• _WHAT THIS TASK INVOLVES_: Find the line with "Target: textured ceiling" in the records below. Copy it and every line after it, up to and including the line with "Where can the upper".
START DATA IN THIS EXERCISE
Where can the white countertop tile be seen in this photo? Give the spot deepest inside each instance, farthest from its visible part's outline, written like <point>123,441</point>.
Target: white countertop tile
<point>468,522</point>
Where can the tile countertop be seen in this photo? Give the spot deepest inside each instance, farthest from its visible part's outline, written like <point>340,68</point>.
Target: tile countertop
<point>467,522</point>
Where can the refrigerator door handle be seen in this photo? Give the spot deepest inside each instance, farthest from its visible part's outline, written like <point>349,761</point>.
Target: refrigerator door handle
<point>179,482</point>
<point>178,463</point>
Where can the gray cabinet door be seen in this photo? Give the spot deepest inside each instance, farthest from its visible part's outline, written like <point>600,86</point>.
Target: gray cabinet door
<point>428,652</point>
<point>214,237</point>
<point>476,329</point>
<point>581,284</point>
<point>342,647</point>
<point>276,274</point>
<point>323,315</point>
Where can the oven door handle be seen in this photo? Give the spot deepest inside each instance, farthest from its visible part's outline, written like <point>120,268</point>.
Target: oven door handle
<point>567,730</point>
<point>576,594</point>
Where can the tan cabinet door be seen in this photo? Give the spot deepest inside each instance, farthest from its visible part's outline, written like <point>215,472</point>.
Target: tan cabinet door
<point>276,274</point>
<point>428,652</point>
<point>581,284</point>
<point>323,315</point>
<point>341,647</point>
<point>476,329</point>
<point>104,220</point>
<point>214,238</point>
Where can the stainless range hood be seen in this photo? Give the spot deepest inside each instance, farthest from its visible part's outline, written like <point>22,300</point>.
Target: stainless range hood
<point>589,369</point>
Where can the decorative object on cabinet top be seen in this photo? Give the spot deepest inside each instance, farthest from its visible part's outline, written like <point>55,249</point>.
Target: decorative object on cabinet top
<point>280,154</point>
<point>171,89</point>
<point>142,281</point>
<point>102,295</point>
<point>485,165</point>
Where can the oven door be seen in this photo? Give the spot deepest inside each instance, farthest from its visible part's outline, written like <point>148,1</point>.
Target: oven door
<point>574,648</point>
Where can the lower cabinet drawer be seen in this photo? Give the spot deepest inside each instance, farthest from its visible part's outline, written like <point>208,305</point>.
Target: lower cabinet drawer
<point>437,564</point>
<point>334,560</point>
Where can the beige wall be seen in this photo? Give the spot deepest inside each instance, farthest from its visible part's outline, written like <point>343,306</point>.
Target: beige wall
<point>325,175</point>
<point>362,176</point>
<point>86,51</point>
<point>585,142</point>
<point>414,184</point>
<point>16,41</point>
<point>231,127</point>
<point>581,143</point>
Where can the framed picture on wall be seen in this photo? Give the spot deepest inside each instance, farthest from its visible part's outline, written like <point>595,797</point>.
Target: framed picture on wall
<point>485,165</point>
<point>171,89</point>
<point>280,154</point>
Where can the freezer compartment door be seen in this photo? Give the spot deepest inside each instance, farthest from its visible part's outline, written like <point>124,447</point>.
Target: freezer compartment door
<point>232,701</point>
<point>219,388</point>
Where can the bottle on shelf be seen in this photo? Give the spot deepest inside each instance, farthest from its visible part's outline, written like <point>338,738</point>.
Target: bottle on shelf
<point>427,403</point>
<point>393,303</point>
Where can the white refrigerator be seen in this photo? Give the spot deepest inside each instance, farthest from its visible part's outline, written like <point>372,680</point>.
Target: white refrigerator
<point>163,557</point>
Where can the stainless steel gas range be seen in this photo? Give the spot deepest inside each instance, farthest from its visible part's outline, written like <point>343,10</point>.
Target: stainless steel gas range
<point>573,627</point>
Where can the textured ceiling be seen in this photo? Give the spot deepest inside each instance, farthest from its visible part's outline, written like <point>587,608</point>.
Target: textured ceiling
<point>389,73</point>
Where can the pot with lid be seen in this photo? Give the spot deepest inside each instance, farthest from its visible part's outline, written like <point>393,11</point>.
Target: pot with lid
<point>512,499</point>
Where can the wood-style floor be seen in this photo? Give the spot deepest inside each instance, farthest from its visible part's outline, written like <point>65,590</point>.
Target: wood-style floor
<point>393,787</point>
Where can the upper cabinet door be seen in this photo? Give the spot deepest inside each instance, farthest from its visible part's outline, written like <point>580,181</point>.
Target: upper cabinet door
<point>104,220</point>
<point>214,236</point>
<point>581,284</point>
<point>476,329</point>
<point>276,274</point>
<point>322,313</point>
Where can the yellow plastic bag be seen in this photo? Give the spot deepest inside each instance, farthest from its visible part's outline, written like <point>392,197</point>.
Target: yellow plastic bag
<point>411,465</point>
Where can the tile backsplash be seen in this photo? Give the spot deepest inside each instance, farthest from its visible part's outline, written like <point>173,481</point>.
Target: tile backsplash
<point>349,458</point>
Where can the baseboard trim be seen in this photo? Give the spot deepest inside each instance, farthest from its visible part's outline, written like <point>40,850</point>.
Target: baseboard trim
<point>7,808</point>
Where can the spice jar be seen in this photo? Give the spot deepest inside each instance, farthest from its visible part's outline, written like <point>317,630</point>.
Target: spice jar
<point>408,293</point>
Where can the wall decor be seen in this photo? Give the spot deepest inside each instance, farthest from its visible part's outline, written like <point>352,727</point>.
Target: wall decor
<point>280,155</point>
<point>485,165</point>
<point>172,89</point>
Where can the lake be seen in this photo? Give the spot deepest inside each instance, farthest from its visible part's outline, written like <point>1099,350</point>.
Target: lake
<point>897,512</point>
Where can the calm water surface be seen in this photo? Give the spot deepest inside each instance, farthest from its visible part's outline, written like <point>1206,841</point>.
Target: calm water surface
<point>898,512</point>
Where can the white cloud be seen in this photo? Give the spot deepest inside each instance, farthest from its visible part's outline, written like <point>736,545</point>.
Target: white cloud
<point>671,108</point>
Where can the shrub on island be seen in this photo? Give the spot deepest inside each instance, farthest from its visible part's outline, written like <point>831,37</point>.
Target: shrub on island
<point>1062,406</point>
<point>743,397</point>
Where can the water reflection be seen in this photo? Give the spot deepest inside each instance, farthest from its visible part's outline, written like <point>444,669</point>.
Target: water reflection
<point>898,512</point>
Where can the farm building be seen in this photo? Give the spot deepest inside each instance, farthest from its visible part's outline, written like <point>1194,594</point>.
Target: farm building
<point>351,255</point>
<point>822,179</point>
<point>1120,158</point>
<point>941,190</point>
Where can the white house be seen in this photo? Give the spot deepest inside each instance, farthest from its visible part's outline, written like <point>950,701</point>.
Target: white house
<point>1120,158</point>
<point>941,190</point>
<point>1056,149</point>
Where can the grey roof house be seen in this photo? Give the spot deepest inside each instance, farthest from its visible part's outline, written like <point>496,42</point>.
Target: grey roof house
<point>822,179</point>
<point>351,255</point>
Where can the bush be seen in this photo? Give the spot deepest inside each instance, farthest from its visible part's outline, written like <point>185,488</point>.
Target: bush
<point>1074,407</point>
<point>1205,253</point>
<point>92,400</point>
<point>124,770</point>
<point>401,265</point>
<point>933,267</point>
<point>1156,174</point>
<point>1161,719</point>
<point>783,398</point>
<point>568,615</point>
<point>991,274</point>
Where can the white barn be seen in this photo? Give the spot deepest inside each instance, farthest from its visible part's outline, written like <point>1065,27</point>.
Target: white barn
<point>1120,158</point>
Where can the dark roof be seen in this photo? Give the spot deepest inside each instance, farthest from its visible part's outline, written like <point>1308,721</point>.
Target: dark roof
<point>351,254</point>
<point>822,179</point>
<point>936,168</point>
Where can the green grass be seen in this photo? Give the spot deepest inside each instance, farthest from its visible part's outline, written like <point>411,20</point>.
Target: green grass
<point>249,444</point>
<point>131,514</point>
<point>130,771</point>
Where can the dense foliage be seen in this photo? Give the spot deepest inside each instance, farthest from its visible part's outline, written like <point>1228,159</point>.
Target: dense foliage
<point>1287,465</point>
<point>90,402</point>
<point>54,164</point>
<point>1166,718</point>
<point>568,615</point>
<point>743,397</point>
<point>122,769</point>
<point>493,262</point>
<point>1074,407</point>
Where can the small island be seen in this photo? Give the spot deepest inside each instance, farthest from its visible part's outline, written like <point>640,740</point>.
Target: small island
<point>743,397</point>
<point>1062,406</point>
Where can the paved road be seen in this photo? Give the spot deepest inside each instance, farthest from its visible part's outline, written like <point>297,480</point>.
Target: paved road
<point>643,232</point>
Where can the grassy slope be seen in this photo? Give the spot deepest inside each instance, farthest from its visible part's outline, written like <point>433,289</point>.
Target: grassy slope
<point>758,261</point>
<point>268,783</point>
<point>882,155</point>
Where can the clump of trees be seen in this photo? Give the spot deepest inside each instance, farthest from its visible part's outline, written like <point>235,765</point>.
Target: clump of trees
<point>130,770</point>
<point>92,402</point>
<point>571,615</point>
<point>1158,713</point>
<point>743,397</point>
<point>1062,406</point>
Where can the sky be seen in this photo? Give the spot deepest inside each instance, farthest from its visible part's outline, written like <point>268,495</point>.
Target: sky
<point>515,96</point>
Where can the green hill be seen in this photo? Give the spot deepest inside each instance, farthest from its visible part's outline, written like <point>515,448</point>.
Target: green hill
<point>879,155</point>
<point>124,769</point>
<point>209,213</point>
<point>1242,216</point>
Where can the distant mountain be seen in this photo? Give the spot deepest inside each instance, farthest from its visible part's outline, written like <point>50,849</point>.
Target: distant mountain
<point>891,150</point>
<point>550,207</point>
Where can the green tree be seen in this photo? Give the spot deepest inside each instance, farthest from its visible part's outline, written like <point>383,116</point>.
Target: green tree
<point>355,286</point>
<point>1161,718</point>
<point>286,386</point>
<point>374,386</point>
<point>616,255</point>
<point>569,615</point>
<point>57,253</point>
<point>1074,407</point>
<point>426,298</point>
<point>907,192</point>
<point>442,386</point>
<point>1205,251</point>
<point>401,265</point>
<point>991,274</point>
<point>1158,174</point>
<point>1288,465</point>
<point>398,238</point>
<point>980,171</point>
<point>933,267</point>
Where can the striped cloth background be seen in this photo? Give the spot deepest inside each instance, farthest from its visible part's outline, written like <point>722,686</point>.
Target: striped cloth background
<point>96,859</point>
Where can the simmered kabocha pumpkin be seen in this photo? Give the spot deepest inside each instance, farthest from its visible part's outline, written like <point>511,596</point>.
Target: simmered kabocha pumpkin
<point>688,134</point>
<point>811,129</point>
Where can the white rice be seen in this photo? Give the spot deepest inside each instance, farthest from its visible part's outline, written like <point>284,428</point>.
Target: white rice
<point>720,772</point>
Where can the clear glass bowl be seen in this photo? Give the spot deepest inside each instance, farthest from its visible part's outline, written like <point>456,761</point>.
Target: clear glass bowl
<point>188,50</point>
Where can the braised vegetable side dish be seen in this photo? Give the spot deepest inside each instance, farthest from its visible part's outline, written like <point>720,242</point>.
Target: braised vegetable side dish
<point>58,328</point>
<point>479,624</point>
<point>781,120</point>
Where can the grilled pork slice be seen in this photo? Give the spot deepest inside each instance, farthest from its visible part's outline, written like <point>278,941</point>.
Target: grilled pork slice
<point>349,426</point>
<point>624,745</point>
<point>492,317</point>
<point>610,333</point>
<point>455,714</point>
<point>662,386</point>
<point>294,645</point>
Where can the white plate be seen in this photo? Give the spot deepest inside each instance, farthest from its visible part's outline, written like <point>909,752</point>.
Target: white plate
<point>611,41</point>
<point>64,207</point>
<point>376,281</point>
END DATA IN THIS EXERCISE
• _WRITTEN ANSWER_:
Target: textured ceiling
<point>389,73</point>
Where can the pot with lid be seen in this photo? Give the spot deepest inside each instance, farthest from its visible part's outline, written like <point>393,11</point>.
Target: pot with lid
<point>512,499</point>
Where can the wood-style floor be seen in this photo? Give the spot deepest inside each instance, farthest from its visible part's outline, written like <point>65,590</point>.
Target: wood-style floor
<point>393,787</point>
Where can the upper cabinet door be seen in this photo? Give the spot deepest inside each instance, farthest from its visible part's outline, written like <point>580,181</point>.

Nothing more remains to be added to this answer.